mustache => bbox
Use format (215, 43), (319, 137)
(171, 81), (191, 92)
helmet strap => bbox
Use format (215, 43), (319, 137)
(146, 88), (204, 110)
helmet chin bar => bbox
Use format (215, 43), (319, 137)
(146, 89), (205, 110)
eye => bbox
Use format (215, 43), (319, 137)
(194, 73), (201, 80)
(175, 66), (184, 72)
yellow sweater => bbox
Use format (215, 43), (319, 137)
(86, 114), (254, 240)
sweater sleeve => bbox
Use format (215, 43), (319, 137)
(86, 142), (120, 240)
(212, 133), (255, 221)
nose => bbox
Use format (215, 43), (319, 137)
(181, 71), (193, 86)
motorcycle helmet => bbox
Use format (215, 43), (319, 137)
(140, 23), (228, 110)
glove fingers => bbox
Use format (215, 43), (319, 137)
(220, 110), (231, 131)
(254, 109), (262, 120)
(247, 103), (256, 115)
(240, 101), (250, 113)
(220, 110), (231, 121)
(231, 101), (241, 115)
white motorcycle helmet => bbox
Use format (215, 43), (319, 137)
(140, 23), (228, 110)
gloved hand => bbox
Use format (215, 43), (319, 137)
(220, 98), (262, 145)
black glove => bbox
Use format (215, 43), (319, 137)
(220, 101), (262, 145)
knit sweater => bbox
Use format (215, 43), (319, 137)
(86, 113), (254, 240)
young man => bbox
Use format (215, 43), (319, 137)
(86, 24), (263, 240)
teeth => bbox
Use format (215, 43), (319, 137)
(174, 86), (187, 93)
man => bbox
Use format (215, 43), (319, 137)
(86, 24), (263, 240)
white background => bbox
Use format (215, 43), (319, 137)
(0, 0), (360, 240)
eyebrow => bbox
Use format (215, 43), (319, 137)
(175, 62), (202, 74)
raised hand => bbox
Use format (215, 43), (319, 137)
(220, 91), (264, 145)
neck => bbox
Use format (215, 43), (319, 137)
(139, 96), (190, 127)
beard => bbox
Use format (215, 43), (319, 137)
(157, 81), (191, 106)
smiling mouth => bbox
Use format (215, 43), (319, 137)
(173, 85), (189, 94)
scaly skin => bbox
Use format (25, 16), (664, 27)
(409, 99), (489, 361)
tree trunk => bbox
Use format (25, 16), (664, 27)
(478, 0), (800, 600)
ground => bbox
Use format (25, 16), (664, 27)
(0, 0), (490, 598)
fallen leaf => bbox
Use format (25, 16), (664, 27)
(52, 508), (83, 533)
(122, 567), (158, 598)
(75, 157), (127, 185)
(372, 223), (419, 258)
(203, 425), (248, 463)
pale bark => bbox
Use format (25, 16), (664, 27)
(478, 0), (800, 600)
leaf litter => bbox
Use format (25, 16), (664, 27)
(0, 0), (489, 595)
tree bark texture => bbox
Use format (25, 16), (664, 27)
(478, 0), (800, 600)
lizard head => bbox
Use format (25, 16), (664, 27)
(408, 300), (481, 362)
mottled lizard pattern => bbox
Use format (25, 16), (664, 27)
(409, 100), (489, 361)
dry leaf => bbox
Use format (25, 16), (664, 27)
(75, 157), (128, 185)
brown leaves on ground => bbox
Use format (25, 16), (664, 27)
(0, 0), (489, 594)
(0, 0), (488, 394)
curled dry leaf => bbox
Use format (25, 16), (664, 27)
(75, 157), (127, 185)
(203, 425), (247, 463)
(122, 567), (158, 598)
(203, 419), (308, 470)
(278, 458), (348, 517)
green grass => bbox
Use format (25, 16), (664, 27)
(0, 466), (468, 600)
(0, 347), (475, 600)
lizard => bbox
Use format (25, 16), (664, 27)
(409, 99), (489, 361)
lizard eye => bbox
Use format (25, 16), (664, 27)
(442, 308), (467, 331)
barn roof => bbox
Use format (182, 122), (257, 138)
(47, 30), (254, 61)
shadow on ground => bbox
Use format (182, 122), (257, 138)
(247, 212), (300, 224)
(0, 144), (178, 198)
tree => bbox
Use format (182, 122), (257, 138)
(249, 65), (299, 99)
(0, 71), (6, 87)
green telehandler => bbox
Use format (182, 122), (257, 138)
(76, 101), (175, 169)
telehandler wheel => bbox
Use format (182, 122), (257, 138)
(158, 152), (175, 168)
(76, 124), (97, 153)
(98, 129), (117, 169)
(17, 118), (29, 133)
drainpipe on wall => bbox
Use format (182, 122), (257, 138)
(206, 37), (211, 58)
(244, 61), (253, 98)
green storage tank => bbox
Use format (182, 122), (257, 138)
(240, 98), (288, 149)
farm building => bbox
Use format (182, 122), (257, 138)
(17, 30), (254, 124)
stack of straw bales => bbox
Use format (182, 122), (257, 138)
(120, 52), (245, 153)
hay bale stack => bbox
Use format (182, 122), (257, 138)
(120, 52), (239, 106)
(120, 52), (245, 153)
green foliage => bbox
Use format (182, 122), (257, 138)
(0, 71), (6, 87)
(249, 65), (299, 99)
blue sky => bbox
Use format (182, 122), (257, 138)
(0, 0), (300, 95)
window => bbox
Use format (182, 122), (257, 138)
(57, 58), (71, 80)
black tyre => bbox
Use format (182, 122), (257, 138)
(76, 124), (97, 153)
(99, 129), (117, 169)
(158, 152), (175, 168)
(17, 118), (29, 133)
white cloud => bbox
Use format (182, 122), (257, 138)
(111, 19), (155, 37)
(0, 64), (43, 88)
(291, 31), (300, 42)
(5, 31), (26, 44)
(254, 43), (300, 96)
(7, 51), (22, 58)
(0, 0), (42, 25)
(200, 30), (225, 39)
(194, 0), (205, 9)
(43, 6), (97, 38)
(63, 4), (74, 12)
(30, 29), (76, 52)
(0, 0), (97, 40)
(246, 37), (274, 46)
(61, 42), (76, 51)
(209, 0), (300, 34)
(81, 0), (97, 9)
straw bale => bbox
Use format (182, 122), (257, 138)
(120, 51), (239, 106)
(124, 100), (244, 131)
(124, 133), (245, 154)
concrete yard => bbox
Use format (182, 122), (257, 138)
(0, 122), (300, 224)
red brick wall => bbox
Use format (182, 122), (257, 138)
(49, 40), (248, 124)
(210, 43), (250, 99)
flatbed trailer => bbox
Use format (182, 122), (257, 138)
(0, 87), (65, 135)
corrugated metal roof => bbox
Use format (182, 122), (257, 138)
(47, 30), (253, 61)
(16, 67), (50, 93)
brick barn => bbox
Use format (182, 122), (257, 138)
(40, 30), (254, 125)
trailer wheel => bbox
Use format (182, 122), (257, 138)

:::

What is needed - Write out every line again, from the one containing "window => bbox" down to the end of the material above, and add -69 to each number in the answer coordinates. Leave every other line as it is.

Worked solution -
window => bbox
Use format (182, 122), (257, 138)
(-12, -11), (2, 11)
black tyre => bbox
Use format (182, 122), (257, 138)
(7, 55), (28, 84)
(30, 60), (48, 100)
(89, 83), (106, 99)
(-52, 49), (-40, 64)
white cloud => bbox
Use format (182, 122), (257, 138)
(42, -50), (86, -32)
(-69, -5), (-26, 19)
(222, -38), (231, -27)
(-64, -38), (-43, -25)
(185, -26), (231, 27)
(-62, -18), (-47, -11)
(-69, -69), (-27, -44)
(131, -39), (156, -30)
(125, -69), (136, -60)
(-26, -63), (28, -31)
(-6, -65), (5, -57)
(-39, -40), (7, -17)
(-69, -69), (28, -29)
(177, -32), (205, -23)
(-8, -27), (7, -18)
(140, -69), (231, -35)
(12, -69), (28, -60)
straw bale => bbox
Use format (182, 122), (257, 138)
(51, -18), (170, 37)
(55, 31), (175, 62)
(55, 64), (176, 85)
concrete yard => bbox
Use format (182, 122), (257, 138)
(-69, 53), (231, 155)
red brick wall => bbox
Use format (182, 122), (257, 138)
(-20, -29), (179, 55)
(141, -26), (181, 30)
flatbed trailer => bbox
Use format (182, 122), (257, 138)
(-69, 18), (-4, 66)
corrugated metal roof => bbox
Use format (182, 122), (257, 138)
(-22, -39), (184, -8)
(-53, -2), (-19, 24)
brick barn => bbox
Use format (182, 122), (257, 138)
(-29, -39), (185, 56)
trailer wheel => bbox
Use format (182, 122), (257, 138)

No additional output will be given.